*** Study text ***

Ok world. I have spent 139 days or so waiting for something to happen, waiting for something to change, waiting to get my old life back. Actually mourning the loss of my old life. And what it get me? 10 pounds of excess weight. Period.
Time for a new plan. By the time Carlton had been dead for 139 days, I was well on my way to finding a new path. Of course, I knew that he wasn’t going to be coming back. It was sort of over and done. Now, that I think about it. It was easier. So, I’ll not beat myself around the ears with this stick.
Time for a new plan. Time to embrace the chaos that is life in 2020. And accept that it will most likely get way worse on many fronts. Medical, economic, politically. All of this will be exacerbated by my advancing age.
It is going to be one hell of a ride.
The Covid version of fuzzy dice or air freshener trees!
Gratitude
Grateful to have made it this far into 2020 with most of my sanity.

*** End of Study text ***

- _Problems to work on_
• 1. Switch "old life" to "former life" in the new-plan post, starting at the words "Ok world. I" and stopping after "with this stick.".
• 2. Pick up the new-plan post after its last line and keep writing it.
The entries after this point come from a different source than the post above.

*** Extracted material ***

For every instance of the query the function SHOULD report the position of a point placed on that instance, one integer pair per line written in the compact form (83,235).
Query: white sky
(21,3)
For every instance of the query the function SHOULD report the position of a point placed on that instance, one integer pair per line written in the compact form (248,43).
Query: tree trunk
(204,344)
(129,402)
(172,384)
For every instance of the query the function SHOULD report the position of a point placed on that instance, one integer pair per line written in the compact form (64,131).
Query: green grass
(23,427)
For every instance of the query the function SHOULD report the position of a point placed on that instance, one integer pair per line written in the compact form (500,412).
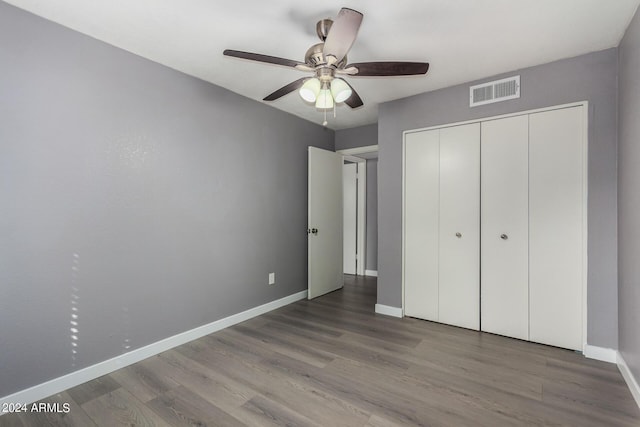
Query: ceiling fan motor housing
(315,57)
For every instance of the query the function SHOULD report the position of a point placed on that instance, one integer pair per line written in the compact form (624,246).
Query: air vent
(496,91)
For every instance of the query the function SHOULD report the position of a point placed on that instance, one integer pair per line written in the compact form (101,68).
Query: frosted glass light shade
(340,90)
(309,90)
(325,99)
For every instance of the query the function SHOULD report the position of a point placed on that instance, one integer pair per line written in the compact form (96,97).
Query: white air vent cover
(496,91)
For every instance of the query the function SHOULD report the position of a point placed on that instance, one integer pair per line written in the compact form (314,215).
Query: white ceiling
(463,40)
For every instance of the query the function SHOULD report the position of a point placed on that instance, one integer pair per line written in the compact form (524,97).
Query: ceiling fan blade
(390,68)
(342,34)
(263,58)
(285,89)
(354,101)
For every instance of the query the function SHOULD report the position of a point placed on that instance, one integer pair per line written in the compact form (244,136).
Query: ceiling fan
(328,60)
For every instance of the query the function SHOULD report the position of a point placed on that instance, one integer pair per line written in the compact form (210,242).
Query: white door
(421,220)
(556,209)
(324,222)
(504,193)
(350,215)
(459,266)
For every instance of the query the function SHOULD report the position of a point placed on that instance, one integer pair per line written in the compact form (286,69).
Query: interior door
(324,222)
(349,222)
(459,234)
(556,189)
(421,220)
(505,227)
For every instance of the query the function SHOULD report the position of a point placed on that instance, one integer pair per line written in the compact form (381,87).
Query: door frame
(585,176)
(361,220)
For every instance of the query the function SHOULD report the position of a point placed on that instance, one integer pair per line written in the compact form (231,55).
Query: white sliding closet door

*** End of Extracted material ***
*** Extracted material ***

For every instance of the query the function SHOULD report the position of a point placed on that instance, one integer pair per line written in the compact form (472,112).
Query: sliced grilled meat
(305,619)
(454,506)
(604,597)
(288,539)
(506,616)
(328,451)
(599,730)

*** End of Extracted material ***

- _Answers in order_
• 1.
Ok world. I have spent 139 days or so waiting for something to happen, waiting for something to change, waiting to get my former life back. Actually mourning the loss of my former life. And what it get me? 10 pounds of excess weight. Period.
Time for a new plan. By the time Carlton had been dead for 139 days, I was well on my way to finding a new path. Of course, I knew that he wasn’t going to be coming back. It was sort of over and done. Now, that I think about it. It was easier. So, I’ll not beat myself around the ears with this stick.

• 2.
The power came back on yesterday after an outage of about four hours. It was a good checkup for a potential longer outage. I found my flashlight and little radio. Both fired right up. My powerbrick would have recharged my phone about 4 times. As long as the building has generators – there are plugs that will recharge electronics. Inventoried batteries good shape for radio batteries. Should lay in additional flashlight batteries. Possible chaos with the electricity: Weather-related failure, civil unrest, infrastructure hack, EMP event. The list is endless. I always believed in being prepared for a fairly substantial power outage.